▶ PROBLEM:
Write all of the entries again. Keep them exactly as they are.

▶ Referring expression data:
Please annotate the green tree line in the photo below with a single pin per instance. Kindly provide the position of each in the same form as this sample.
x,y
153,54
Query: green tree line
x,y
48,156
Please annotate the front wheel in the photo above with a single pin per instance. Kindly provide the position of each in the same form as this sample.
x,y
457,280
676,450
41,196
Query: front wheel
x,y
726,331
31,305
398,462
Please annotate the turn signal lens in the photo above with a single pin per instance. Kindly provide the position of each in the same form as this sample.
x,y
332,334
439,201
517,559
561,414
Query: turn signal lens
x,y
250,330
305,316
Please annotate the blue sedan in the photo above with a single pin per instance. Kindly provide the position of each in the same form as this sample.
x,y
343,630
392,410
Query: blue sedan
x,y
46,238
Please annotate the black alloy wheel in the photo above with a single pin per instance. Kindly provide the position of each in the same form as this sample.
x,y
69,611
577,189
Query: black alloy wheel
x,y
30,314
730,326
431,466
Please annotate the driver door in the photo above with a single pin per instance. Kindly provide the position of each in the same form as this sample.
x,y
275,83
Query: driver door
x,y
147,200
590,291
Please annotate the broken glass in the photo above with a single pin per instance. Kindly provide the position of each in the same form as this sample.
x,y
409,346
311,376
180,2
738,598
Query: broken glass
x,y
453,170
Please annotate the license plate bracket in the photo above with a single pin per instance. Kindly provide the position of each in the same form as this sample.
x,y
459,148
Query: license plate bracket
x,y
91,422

▶ EXERCISE OUTPUT:
Please annotate the green tree line in the photo below with a single pin per instance. Kindly provide the position of each in the same form as this sample.
x,y
153,54
Query: green tree line
x,y
48,156
Please annotate the front wheel in the photo above with a single pin per instance. Kindly provide the position of each in the same form as this sample.
x,y
457,280
676,450
41,196
Query: front wheel
x,y
726,331
31,305
398,462
Please annotate the turn signal lens in the photo above with a single pin per instance. Kindly provide the position of each in the same form as this sample.
x,y
332,334
439,201
517,559
561,414
Query: turn signal lens
x,y
250,330
305,316
Please annotate the blue sedan in the photo above with a single pin per instance. Kindly provide the position of each in the same form as this sample.
x,y
343,630
392,410
Query: blue sedan
x,y
46,238
Please annotate the black alloy wheel in the photo above with a single pin per instance. Kindly provide the position of each in the same form as this sample.
x,y
69,611
577,189
Query: black alloy wheel
x,y
30,314
730,326
431,466
Please annotate the driver door in the photo above with a single pin per instance. Kindly provide the position of each in the same form as this sample.
x,y
275,83
Query: driver door
x,y
147,200
590,291
Please annotate the broken glass in the photo above with a single pin per instance. Kindly provide the position of each in the same form as this sample.
x,y
409,346
311,376
180,2
738,598
Query: broken glass
x,y
453,170
Please annotate the license plate bracket in the photo above with a single pin per instance. Kindly provide the position of each in the same form as this sample.
x,y
459,148
Query: license plate bracket
x,y
91,422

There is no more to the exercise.